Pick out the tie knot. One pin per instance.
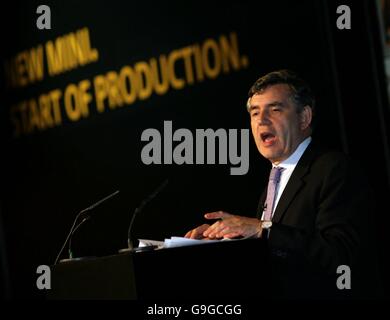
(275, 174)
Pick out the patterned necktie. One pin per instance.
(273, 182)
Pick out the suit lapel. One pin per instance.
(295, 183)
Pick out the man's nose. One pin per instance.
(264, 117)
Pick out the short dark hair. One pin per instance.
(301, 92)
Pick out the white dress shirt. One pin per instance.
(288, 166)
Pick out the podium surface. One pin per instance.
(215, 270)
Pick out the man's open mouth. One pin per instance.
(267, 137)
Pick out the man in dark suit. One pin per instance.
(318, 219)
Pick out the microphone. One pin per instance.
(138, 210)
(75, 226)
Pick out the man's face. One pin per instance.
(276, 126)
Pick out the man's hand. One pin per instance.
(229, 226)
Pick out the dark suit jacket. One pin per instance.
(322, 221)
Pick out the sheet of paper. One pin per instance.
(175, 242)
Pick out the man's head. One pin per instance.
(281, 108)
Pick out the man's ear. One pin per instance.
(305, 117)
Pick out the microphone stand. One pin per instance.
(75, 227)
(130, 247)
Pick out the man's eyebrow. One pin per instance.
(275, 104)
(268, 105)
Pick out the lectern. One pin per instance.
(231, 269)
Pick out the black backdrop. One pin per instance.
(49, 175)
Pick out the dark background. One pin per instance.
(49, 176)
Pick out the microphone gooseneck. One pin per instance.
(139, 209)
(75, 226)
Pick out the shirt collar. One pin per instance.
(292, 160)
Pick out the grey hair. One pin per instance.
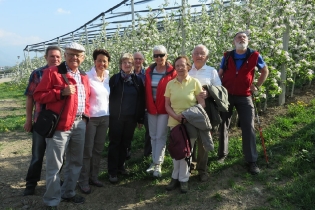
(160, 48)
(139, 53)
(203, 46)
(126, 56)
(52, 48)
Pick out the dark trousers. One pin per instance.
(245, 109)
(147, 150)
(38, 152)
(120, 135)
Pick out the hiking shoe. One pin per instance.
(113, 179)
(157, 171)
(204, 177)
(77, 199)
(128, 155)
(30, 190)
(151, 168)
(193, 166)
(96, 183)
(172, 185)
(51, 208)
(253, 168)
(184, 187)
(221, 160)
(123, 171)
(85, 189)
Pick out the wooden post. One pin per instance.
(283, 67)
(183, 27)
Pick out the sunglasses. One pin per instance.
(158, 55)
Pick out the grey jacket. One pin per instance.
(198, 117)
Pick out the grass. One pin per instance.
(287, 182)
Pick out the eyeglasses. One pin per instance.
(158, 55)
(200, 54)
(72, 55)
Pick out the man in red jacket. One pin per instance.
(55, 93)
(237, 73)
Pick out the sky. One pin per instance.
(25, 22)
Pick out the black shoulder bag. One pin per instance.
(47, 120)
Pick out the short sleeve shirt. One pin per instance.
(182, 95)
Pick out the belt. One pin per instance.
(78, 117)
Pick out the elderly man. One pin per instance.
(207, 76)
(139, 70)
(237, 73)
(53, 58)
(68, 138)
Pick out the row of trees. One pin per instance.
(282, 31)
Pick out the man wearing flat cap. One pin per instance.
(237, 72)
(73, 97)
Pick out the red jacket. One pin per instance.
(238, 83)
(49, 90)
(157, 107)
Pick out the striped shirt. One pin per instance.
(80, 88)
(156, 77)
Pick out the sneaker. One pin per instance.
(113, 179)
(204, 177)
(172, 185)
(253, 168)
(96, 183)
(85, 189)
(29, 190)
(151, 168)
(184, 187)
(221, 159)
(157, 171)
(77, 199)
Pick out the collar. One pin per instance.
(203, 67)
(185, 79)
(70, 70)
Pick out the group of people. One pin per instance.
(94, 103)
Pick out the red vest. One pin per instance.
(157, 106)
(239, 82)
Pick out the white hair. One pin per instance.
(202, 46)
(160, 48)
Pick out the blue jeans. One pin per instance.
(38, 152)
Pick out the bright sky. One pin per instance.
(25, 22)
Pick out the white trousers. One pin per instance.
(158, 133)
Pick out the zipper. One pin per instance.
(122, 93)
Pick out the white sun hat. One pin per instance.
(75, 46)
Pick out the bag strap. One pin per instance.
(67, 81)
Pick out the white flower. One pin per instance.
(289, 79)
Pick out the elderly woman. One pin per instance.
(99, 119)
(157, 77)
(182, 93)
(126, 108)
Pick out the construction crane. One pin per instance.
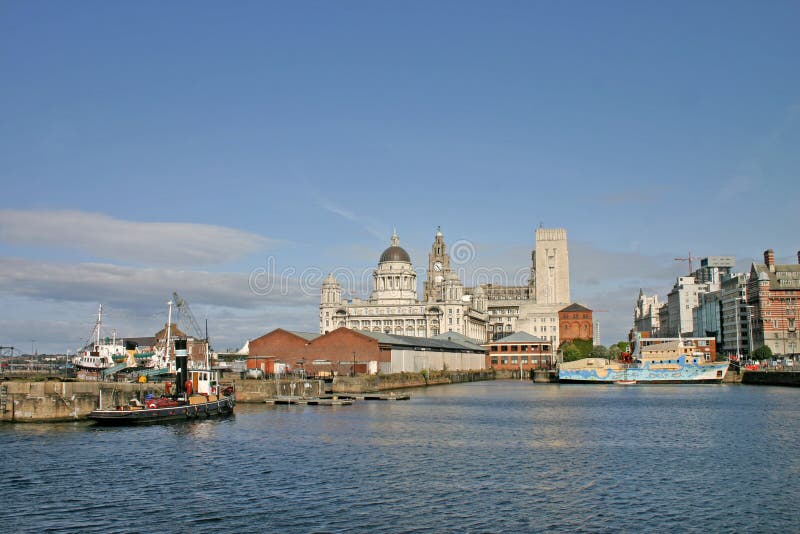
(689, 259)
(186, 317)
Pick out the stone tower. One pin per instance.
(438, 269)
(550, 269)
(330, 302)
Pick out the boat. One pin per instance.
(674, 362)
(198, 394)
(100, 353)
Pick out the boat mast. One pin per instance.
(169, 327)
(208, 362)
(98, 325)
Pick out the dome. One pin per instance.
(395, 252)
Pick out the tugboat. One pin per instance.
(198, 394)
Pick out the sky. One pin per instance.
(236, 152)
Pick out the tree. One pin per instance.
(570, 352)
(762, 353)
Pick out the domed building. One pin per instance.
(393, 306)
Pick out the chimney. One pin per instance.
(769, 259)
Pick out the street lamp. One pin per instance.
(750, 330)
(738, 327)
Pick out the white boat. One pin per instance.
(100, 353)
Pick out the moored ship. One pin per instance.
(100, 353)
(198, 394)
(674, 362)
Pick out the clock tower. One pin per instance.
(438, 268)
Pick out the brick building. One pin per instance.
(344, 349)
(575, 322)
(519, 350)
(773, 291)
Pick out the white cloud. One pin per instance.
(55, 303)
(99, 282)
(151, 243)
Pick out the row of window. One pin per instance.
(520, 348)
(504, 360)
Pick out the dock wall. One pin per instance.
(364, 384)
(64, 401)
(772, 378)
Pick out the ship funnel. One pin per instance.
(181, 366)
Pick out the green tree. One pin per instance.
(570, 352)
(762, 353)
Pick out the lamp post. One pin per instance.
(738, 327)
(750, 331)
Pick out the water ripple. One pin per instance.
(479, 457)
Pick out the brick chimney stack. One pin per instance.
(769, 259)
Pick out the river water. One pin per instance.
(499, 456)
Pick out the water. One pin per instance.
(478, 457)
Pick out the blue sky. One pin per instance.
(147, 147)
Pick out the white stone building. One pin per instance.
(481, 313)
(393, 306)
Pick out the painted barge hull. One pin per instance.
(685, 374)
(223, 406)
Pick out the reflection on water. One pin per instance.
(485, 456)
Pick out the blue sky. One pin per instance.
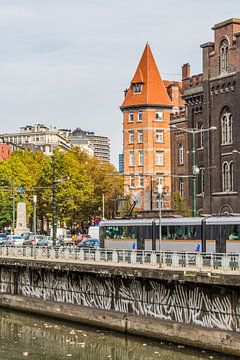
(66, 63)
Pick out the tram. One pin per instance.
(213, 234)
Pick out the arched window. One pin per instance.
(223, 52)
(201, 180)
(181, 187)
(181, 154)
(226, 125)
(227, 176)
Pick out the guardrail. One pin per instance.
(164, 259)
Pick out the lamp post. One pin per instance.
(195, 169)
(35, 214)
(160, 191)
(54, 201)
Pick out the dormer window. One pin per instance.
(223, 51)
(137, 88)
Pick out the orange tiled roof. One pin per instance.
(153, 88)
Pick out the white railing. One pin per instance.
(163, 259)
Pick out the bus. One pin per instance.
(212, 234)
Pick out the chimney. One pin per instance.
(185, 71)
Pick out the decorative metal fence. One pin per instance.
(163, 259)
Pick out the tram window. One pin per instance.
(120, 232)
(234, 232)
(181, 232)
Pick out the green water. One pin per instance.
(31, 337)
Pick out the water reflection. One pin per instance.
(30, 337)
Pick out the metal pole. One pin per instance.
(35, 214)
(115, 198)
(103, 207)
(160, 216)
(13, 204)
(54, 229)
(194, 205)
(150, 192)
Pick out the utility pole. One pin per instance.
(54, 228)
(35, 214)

.....

• Set problem:
Write out every entry again word for word, without any of the pictures.

• Result below:
Pick out the tie knot. One pin per instance.
(275, 174)
Pick out the patterned necktie. One pin per instance.
(273, 182)
Pick out the suit lapel. One pin per instance.
(295, 183)
Pick out the man's nose. One pin per instance.
(264, 117)
Pick out the short dark hair. One pin per instance.
(301, 92)
Pick out the white dress shirt. One pin per instance.
(288, 166)
Pick out the podium surface. One pin per instance.
(215, 270)
Pick out the man's open mouth. One pin per instance.
(267, 137)
Pick out the man in dark suit. One pin per instance.
(318, 219)
Pick out the microphone. One pin per instance.
(138, 210)
(75, 226)
Pick out the man's face. One pin per instance.
(276, 126)
Pick out the man's hand. One pin per instance.
(229, 226)
Pick out the dark suit jacket. One pin per instance.
(322, 221)
Pick out the sheet of paper. One pin per instance.
(175, 242)
Pick out the man's head. One pin per instance.
(281, 108)
Pick out the man's ear. One pin per instance.
(305, 117)
Pick out the microphone stand. One pin per instance.
(75, 227)
(130, 247)
Pick out the man's eyebrow. One pin per instance.
(275, 104)
(268, 105)
Pick out the lectern. One pin per instance.
(231, 269)
Pick out the black backdrop. One pin per instance.
(49, 175)
Pick out the dark background. One pin per instance.
(49, 176)
Pick out the microphone gooseneck. One pin per instance.
(139, 209)
(75, 226)
Pick out the shirt collar. One pin per instance.
(292, 160)
Pick out the grey hair. One pin per instance.
(160, 48)
(139, 53)
(203, 46)
(126, 56)
(52, 48)
Pick out the dark trousers. One pin per instance.
(245, 109)
(147, 150)
(38, 152)
(120, 135)
Pick out the hiking shoe. One pin per instance.
(113, 179)
(157, 171)
(204, 177)
(77, 199)
(128, 155)
(30, 190)
(151, 168)
(193, 166)
(96, 183)
(172, 185)
(51, 208)
(253, 168)
(184, 187)
(221, 160)
(123, 171)
(85, 189)
Pick out the wooden post. One pin per instance.
(283, 67)
(183, 27)
Pick out the sunglasses. One pin per instance.
(158, 55)
Pick out the grey jacket. One pin per instance.
(198, 117)
Pick out the grass. One pin per instance.
(287, 182)
Pick out the eyeglasses. One pin per instance.
(158, 55)
(200, 54)
(72, 55)
Pick out the man in red jacket. One pin per instance.
(55, 93)
(237, 73)
Pick out the sky. One pin per instance.
(25, 22)
Pick out the black shoulder bag. One pin per instance.
(47, 120)
Pick out the short sleeve shirt. One pin per instance.
(182, 95)
Pick out the belt. One pin per instance.
(78, 117)
Pick out the elderly man. One pin per instance.
(207, 76)
(139, 70)
(237, 73)
(53, 58)
(68, 138)
Pick out the row of trees. One pin per instance.
(282, 31)
Pick out the man wearing flat cap. One pin per instance.
(237, 72)
(73, 97)
Pick out the red jacket. One pin per instance.
(238, 83)
(49, 90)
(157, 107)
Pick out the striped shirt. One pin per instance.
(80, 88)
(156, 77)
Pick out the sneaker. One pin per instance.
(113, 179)
(204, 177)
(172, 185)
(253, 168)
(96, 183)
(85, 189)
(29, 190)
(151, 168)
(184, 187)
(221, 159)
(157, 171)
(77, 199)
Pick out the collar. One pin per instance.
(203, 67)
(185, 79)
(70, 70)
Pick out the group of people. One pin per instance.
(94, 103)
Pick out the red vest. One pin per instance.
(157, 106)
(239, 82)
Pick out the white hair. One pin per instance.
(202, 46)
(160, 48)
Pick out the blue jeans. One pin per instance.
(38, 152)
Pick out the bright sky. One pin per instance.
(25, 22)
Pick out the white trousers. One pin per instance.
(158, 133)
Pick out the zipper. One pin per instance.
(122, 93)
Pick out the white sun hat. One pin per instance.
(75, 46)
Pick out the bag strap. One pin per instance.
(67, 81)
Pick out the white flower. One pin per instance.
(289, 79)
Pick out the elderly woman. One pin per instance.
(99, 119)
(157, 77)
(182, 93)
(126, 108)
Pick out the construction crane. One pin per instance.
(689, 259)
(186, 317)
Pick out the stone tower. One pin per instance.
(438, 269)
(550, 269)
(330, 302)
Pick out the boat. One pin per instance.
(674, 362)
(198, 394)
(100, 353)
Pick out the boat mast. One pin per instance.
(169, 327)
(208, 362)
(98, 325)
Pick out the dome. One pin per instance.
(395, 252)
Pick out the tugboat. One pin per instance.
(198, 394)
Pick out the sky. One pin per instance.
(236, 152)
Pick out the tree. One pin per instance.
(570, 352)
(762, 353)
Pick out the domed building. One pin per instance.
(393, 306)
Pick out the chimney. One pin per instance.
(769, 259)
Pick out the street lamp. One pin per instance.
(750, 330)
(738, 327)
Pick out the white boat. One pin per instance.
(100, 353)
Pick out the moored ship. One pin per instance.
(100, 353)
(198, 394)
(674, 362)
Pick out the clock tower. One pin per instance.
(438, 268)
Pick out the brick building. One pin per instance.
(344, 349)
(575, 322)
(519, 350)
(773, 291)
Pick out the white cloud. One pin per instance.
(55, 303)
(99, 282)
(151, 243)
Pick out the row of window. One pin per instance.
(520, 348)
(504, 360)
Pick out the dock wall. One pin per instance.
(364, 384)
(64, 401)
(772, 378)
Pick out the ship funnel. One pin per instance.
(181, 366)
Pick out the green tree. One pin per instance.
(570, 352)
(762, 353)
Pick out the lamp post. One pin per instance.
(738, 327)
(750, 331)
Pick out the water ripple. One pin per instance.
(479, 457)
Pick out the brick chimney stack. One pin per instance.
(769, 259)
Pick out the river water. One pin per instance.
(499, 456)
Pick out the water. One pin per instance.
(478, 457)
Pick out the blue sky. One pin per instance.
(147, 147)
Pick out the white stone building. One pin per instance.
(481, 313)
(393, 306)
Pick out the painted barge hull. One pin per instance.
(685, 374)
(223, 406)
Pick out the reflection on water. One pin per instance.
(485, 456)
Pick out the blue sky. One pin per instance.
(66, 63)
Pick out the tram. One pin per instance.
(213, 234)
Pick out the arched window. One pin per instance.
(223, 52)
(201, 180)
(181, 187)
(181, 154)
(226, 125)
(227, 176)
Pick out the guardrail. One pin per instance.
(164, 259)
Pick out the lamp post. One pin per instance.
(195, 169)
(35, 214)
(160, 191)
(54, 201)
Pick out the dormer window. One pin per instance.
(223, 51)
(137, 88)
Pick out the orange tiled roof. One pin per instance.
(153, 88)
Pick out the white railing. One pin per instance.
(163, 259)
Pick out the bus. One pin per instance.
(212, 234)
Pick out the chimney. One pin per instance.
(185, 71)
Pick out the decorative metal fence. One pin per instance.
(163, 259)
Pick out the tram window. One pin per instance.
(120, 232)
(234, 232)
(181, 232)
Pick out the green water. One pin per instance.
(31, 337)
Pick out the water reflection. One pin per instance.
(30, 337)
Pick out the metal pole. One pin per instance.
(35, 214)
(115, 198)
(103, 207)
(160, 216)
(13, 204)
(54, 229)
(194, 205)
(150, 192)
Pick out the utility pole. One pin per instance.
(54, 228)
(35, 214)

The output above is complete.